READING PASSAGE –
--- --- ---
# Hand Wash Or Car Wash GTO?



## Tuxedo Mask (Sep 13, 2004)

Does anybody have a suggestion for giving the GTO a bath? Car Wash? Hand Wash? If hand wash, then what mixture or ration do you use for soap and water?


----------



## kevracer (Sep 27, 2004)

*washing your GTO*

I take joy in hand washing my GTO in my driveway. I prefer to use Meguiar's car wash concentrate (it's cheaper than the more famous brands) use 1 ounce to a gallon, and change the water frequently if the car is dirty. NEVER use dish soap, laundry detergent, or shampoo.


----------



## lisatw151 (Sep 8, 2004)

I hand wash mine also. It's black and I'm afraid the swirl marks would be outrageous. I use Zaino's car wash (polish too) and I have never had such beautiful results. Especially from the polish. Unbelievable shine. Looks like glass.


----------



## Guest (Oct 13, 2004)

Handwash with TURTLE WAX car wash product and then I apply some Turtle wax. use something to clean the wheels and tires and the put some Rain X on the windshields. After that I prepare myself a drink and sit by the pool watching the sky with a stare to prevent raining.


----------



## LarryM (Aug 17, 2004)

Here in Chicagoland it will soon be past the season to do your own car washing. Like it or not - that is unless you can accept a driveway that's an ice patch.

When I first got mine dirty, I wasn't at all sure it would fit thru the local wash. I drove up and before I went thru, showed the car to the manager - who happened to have had a classic GTO once upon a time. He laughed and told me they do cars that are much lower to the ground. Now we're buds and if he's anywhere around, will come up and ask "How many miles now?" 

So fear not those daily drivers about to begin experiencing winter (and there's a mention of SNOW in Chicago's Saturday forecast!). You'll be able to knock all the salt off with no particular problem.
--- --- ---
ENTRIES PROVIDED –
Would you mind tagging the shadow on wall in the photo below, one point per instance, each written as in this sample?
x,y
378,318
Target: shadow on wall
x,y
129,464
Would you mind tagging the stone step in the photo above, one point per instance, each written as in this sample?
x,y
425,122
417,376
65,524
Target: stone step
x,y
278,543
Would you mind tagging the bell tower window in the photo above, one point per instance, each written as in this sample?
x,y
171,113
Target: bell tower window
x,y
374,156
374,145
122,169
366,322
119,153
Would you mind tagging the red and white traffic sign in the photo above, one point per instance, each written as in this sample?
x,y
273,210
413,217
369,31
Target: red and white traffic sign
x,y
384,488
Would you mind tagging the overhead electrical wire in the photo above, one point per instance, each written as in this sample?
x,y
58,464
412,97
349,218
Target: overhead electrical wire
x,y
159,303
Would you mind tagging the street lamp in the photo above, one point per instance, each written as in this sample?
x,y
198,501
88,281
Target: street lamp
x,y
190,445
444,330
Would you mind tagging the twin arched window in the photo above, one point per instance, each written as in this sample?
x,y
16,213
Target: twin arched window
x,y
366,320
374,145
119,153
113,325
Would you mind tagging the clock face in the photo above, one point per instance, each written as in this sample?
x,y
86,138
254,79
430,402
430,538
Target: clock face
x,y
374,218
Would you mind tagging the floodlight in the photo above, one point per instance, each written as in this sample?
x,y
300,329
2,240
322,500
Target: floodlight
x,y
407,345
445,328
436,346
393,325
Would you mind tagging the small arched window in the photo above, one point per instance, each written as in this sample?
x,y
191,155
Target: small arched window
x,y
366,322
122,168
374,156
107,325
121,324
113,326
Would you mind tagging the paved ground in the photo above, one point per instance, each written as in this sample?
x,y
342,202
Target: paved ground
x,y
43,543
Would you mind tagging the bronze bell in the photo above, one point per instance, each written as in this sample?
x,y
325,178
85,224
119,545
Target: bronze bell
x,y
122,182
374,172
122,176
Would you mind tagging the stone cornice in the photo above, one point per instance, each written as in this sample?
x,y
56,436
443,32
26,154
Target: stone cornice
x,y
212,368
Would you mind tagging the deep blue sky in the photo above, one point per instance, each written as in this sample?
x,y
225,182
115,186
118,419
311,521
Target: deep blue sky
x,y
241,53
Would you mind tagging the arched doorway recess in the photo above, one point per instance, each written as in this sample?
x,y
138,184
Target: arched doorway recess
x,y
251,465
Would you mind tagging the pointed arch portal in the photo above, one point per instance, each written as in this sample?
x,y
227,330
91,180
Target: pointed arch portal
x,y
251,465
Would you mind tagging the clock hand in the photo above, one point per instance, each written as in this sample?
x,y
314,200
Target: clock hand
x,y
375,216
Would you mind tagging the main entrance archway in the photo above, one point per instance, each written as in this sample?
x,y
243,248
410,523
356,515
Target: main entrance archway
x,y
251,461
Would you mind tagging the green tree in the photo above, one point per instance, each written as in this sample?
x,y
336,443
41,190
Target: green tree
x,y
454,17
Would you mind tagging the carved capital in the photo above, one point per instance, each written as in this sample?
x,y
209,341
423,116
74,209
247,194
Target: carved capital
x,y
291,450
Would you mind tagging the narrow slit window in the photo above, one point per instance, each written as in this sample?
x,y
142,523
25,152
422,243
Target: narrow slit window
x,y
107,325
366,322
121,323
--- --- ---
WORK INSTRUCTIONS –
1) In the GTO washing thread, how much Meguiar's car wash concentrate does kevracer mix with a gallon of water?
2) Carry on the GTO washing thread from the point where its last post ends.
The entries were taken from a different source than the thread.

ANSWERS IN ORDER –
1) 1 ounce to a gallon.

2)
---Larry


----------



## LarryM (Aug 17, 2004)

*Rainex?*



adearmas said:


> ... and the put some Rain X on the windshields...


adearmas - I just spent a good portion of my Saturday afternoon with a bottle of Soft Scrub and a buffer _removing_ the Rainex from my windsheild. It looked good when I first put it on, but somewhere along the way something happened and I could NOT get the windsheild to be totally clean and streak free. Most of the time it would look okay, -until- driving right into the sun.

I tried several diferent cleaners, in the end, it was my assumption that the Rainex was causing the cleaner to bead up too much (just like the water) and not allowing it to clean the glass. After I buffed off the Rainex, the windows are streak free.

Have you ever experienced this kind of problem?

---Larry


----------



## SFLGOAT (Oct 7, 2004)

Larry:

I've been using rain x for years. It just like painting. It is all in the prep.

Thoroughly clean you windshield AND wiperblades with cleanser or a good degreaser. Road film with an oily base usually does not come off with windex. Shake the bottle well. I usually use an old atheletic sock to apply it. Do the entire windshield in a circular motion and then do it again.
Make sure the glass is not hot to the touch. Don't over apply it. Take a clean sock and buff everything off. Then sprinkle water on the glass and wipe with paper towel for anthing that didn't come off.

I think I read somewhere that rubbing alcohol will remove the rain-x. I also believe it said vinegar based cleaners will affect it. :cheers


----------



## westell (Oct 4, 2004)

zaino

so far, two coats of zaino.

never, never, through the car wash


----------



## LarryM (Aug 17, 2004)

SFLGOAT said:


> Larry:
> 
> I've been using rain x for years. It just like painting. It is all in the prep.
> 
> ...


I got the removal tip from the Rainex site itself. They suggested Softscrub or Bon Ami. I had a bottle of Softscrub.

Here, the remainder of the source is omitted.